• _YOUR ASSIGNMENT_
Please retype every record below exactly, leaving the pictures out.

• _INFORMATION SUPPLIED_
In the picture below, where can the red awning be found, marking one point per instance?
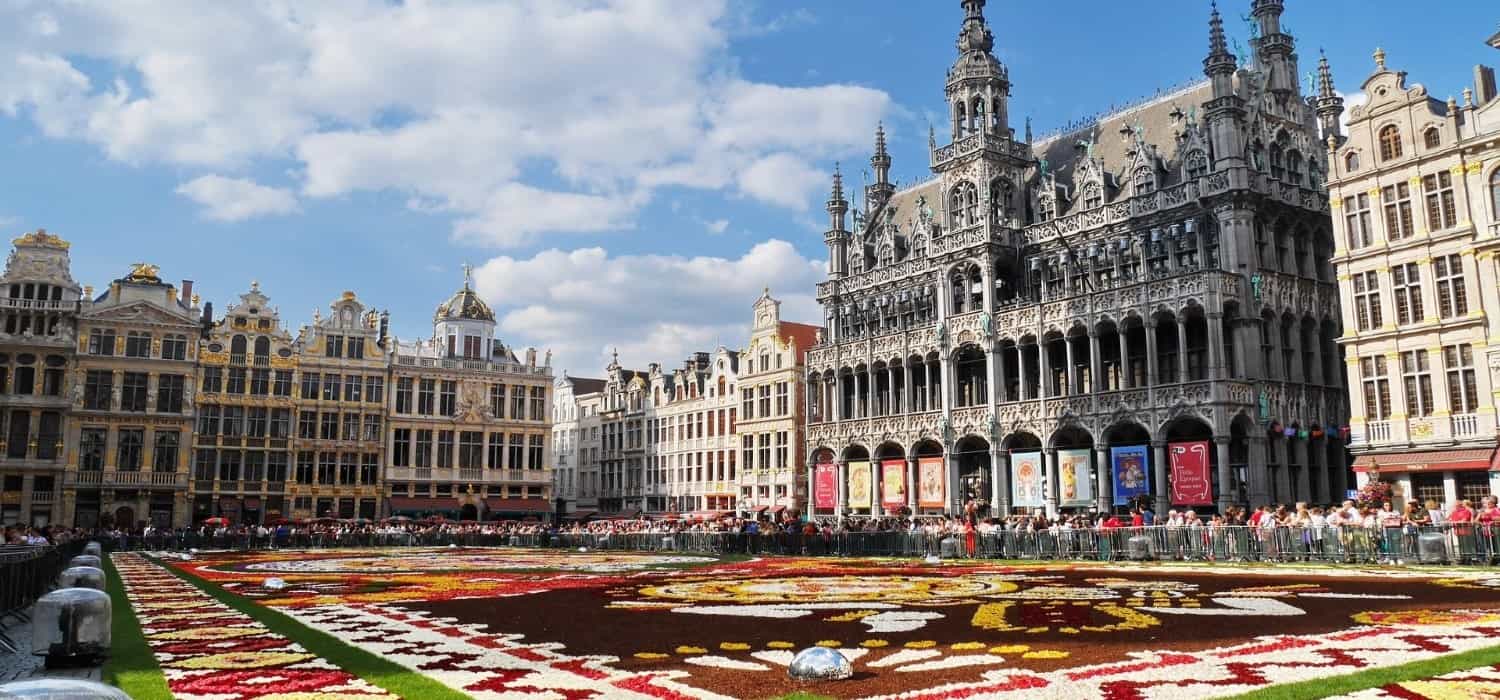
(1436, 460)
(518, 505)
(423, 504)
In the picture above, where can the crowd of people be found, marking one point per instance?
(1278, 532)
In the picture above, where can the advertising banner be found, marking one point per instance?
(860, 495)
(1026, 480)
(893, 483)
(1191, 481)
(1073, 474)
(932, 490)
(825, 486)
(1131, 472)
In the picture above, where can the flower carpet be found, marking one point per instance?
(515, 624)
(209, 651)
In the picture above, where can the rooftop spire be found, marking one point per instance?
(1325, 77)
(1217, 45)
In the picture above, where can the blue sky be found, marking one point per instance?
(623, 173)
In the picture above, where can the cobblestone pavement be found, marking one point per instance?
(23, 664)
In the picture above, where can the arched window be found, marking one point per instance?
(1092, 195)
(1295, 167)
(1145, 180)
(1494, 192)
(1046, 207)
(1001, 197)
(1389, 143)
(1197, 164)
(963, 206)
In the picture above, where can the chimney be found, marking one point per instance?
(1484, 84)
(206, 321)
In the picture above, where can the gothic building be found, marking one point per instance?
(132, 405)
(468, 420)
(242, 442)
(39, 306)
(1415, 189)
(1053, 323)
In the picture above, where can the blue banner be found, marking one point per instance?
(1131, 472)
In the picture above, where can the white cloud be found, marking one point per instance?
(518, 117)
(654, 308)
(236, 200)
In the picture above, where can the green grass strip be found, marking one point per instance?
(131, 664)
(377, 670)
(1376, 678)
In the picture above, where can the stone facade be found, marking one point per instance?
(773, 402)
(246, 414)
(1152, 284)
(341, 372)
(1415, 191)
(690, 435)
(39, 306)
(132, 405)
(468, 421)
(575, 444)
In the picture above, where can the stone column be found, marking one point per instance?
(1071, 375)
(1217, 345)
(1050, 474)
(1158, 459)
(1299, 448)
(1020, 367)
(911, 483)
(1095, 363)
(1226, 493)
(1103, 480)
(1002, 481)
(954, 498)
(999, 391)
(1151, 352)
(1044, 370)
(1182, 350)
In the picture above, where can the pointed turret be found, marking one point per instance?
(1329, 104)
(1275, 48)
(837, 237)
(978, 86)
(878, 194)
(1224, 113)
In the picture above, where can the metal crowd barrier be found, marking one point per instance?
(1464, 543)
(26, 574)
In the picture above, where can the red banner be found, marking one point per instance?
(1191, 483)
(893, 483)
(825, 486)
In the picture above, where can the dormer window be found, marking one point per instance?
(1092, 195)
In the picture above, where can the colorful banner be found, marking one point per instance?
(1191, 481)
(860, 495)
(825, 486)
(1026, 480)
(893, 483)
(1073, 474)
(1131, 472)
(932, 490)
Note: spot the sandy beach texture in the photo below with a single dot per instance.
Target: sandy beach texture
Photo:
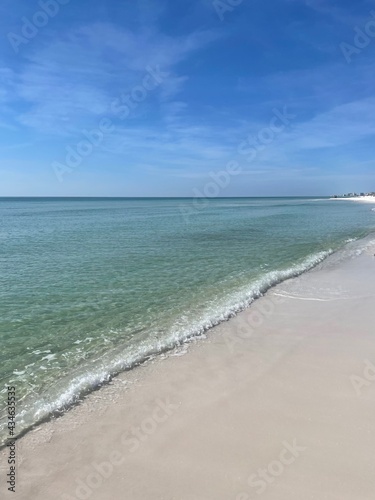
(278, 403)
(361, 199)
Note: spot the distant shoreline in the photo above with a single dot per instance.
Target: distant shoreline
(362, 199)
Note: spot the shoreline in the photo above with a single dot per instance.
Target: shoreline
(235, 398)
(361, 199)
(78, 388)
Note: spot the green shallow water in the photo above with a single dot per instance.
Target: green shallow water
(90, 287)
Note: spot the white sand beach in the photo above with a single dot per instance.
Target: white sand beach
(277, 403)
(361, 199)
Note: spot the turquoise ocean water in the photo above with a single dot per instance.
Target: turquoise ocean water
(91, 287)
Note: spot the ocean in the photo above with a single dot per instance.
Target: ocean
(92, 287)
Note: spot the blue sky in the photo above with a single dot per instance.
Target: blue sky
(170, 92)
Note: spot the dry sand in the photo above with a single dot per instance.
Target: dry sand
(277, 403)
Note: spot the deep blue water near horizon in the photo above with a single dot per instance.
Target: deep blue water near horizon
(92, 286)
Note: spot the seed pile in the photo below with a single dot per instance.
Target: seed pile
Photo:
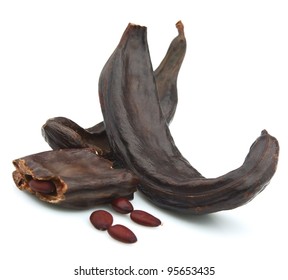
(103, 220)
(133, 149)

• _ANSWER SPACE_
In the picture below, where can the red awning be found, marking one point per instance?
(1436, 460)
(518, 505)
(423, 504)
In the picture above, where can the crowd of people be found, marking one point per instance?
(1278, 532)
In the picture above, where can the advertising banner be found, marking one point per instance?
(860, 495)
(1026, 480)
(893, 483)
(1191, 481)
(1073, 474)
(932, 490)
(825, 486)
(1131, 472)
In the picture above, where can the flower carpet be found, marking one point per instance?
(515, 624)
(209, 651)
In the picture above, where can the rooftop spire be found, marking one point per instance?
(1325, 77)
(1217, 45)
In the picture above, where can the blue sky be found, marking one point per instance?
(623, 173)
In the picture above, where can the cobblestone pavement be found, marking one point per instance?
(23, 664)
In the picture above, where can the arched window be found, marking one point per instance?
(1092, 195)
(1295, 167)
(1145, 180)
(1494, 192)
(1046, 207)
(1001, 197)
(1389, 143)
(1197, 164)
(963, 206)
In the picture above, where can the chimney be found, marking one point per instance?
(1484, 84)
(206, 321)
In the picture above, where can the gothic building be found, marking one point per instance?
(132, 405)
(468, 420)
(242, 442)
(39, 306)
(1415, 189)
(1053, 323)
In the picture above, where can the blue banner be found, marking one point per instance?
(1131, 472)
In the picture above, where can the white cloud be found, marking one point per instance?
(518, 117)
(654, 308)
(236, 200)
In the picture above, where can the green grass strip be found, marking one point per instance?
(131, 664)
(377, 670)
(1376, 678)
In the picture above, where can the stone facade be found, marking one point per instance?
(773, 402)
(246, 414)
(1152, 284)
(341, 372)
(1415, 191)
(690, 435)
(39, 306)
(132, 405)
(468, 421)
(575, 444)
In the picture above, where can the stone column be found, marking one point per instance?
(1071, 375)
(1217, 345)
(1050, 474)
(1158, 459)
(1299, 448)
(1020, 367)
(911, 483)
(1095, 363)
(1226, 493)
(1103, 480)
(1002, 481)
(954, 498)
(999, 391)
(1151, 352)
(1044, 370)
(1182, 350)
In the picture above, where can the pointed turret be found, marking one point per instance?
(1329, 104)
(1275, 48)
(837, 237)
(978, 86)
(878, 194)
(1224, 113)
In the picture above, where can the metal crowd barrier be found, marking one point per instance?
(1464, 543)
(26, 574)
In the picture above, where can the red banner be found, marking one point per instance?
(1191, 483)
(893, 483)
(825, 486)
In the picture above, where can the dormer window be found, marking one point per instance?
(1092, 195)
In the picture above, where can the colorful banner be found, marking one point per instance?
(1191, 481)
(860, 495)
(825, 486)
(1026, 480)
(893, 483)
(1073, 474)
(1131, 472)
(932, 490)
Note: spot the sandy beach texture in the photo below with a single dot per instance.
Target: sandy beach texture
Photo:
(278, 403)
(361, 199)
Note: spot the distant shoreline in the photo above with a single dot per instance.
Target: distant shoreline
(362, 199)
Note: spot the shoreline in the photo above with a single dot per instance.
Target: shoreline
(235, 398)
(361, 199)
(78, 388)
Note: spot the green shallow water in the photo above with a single dot per instance.
Target: green shallow water
(90, 287)
Note: spot the white sand beach in the photo above with a single dot per instance.
Target: white sand beach
(277, 403)
(361, 199)
Note: spot the turquoise ocean water in the photo above with a single dot per instance.
Target: turquoise ocean water
(91, 287)
Note: spot the ocean in the photo above with a single dot per instance.
Target: ocean
(92, 287)
Note: spot the blue sky in the photo above with a single dot per instance.
Target: blue sky
(170, 92)
Note: spot the dry sand in the photo above with a single dot per instance.
Target: dry sand
(277, 403)
Note: spot the deep blue water near horizon in the photo above with a single dot per instance.
Target: deep blue water near horizon
(92, 286)
Note: spot the seed pile in the photo below with a single dot per instance.
Target: seed pile
Photo:
(103, 220)
(133, 149)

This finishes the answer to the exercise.